DIRECTIONS: Reproduce verbatim the lines of the material below, starting at the line with "Find the stainless" and ending at the line with "Find the brown-backed", both inclusive; skip the rest.

--- DATA LISTING Enclosed Below ---

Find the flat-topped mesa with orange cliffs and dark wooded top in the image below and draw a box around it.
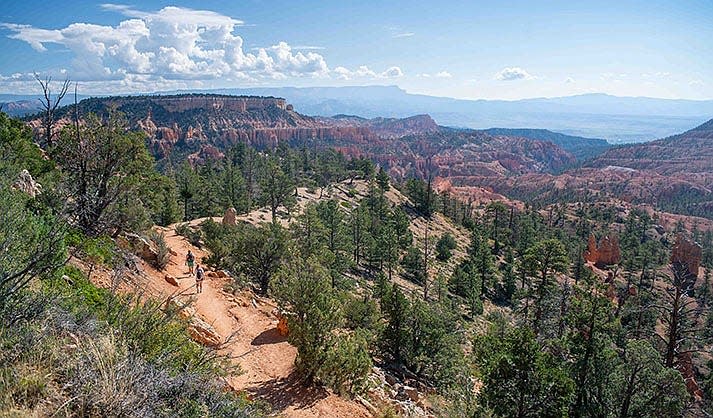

--- End of Enclosed DATA LISTING ---
--- DATA LISTING Enclosed Below ---

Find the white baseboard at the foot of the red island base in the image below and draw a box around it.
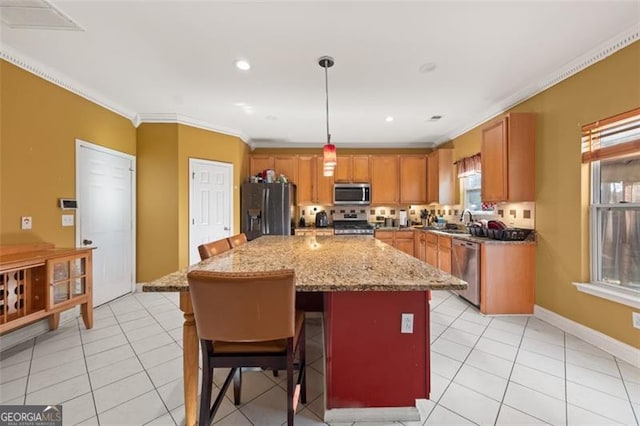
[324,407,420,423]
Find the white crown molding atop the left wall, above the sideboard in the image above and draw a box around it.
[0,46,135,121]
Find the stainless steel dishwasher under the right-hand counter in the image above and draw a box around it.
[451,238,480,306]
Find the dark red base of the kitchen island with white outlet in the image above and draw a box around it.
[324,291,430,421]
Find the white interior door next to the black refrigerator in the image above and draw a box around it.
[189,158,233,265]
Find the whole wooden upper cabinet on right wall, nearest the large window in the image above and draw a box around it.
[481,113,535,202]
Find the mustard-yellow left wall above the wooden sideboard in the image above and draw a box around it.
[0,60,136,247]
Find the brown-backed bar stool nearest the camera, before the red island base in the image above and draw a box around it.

--- End of Enclosed DATA LISTING ---

RESPONSE TO THE EXERCISE:
Find the stainless steel dishwasher under the right-hand counter in the image above and draw a box around it.
[451,238,480,306]
Find the dark red base of the kitchen island with white outlet in the image above and draw a box around it.
[324,291,430,421]
Find the white interior door next to the black refrigerator in the image above and draw a box around it.
[189,158,233,265]
Find the whole wooden upper cabinet on right wall, nearest the large window in the image above and draw a box around it.
[481,113,535,202]
Find the mustard-yellow left wall above the wooden sideboard in the image above and draw a box around it.
[0,60,136,247]
Find the brown-backed bar stool nearest the camera, before the red island base in the image above and draw a box around it.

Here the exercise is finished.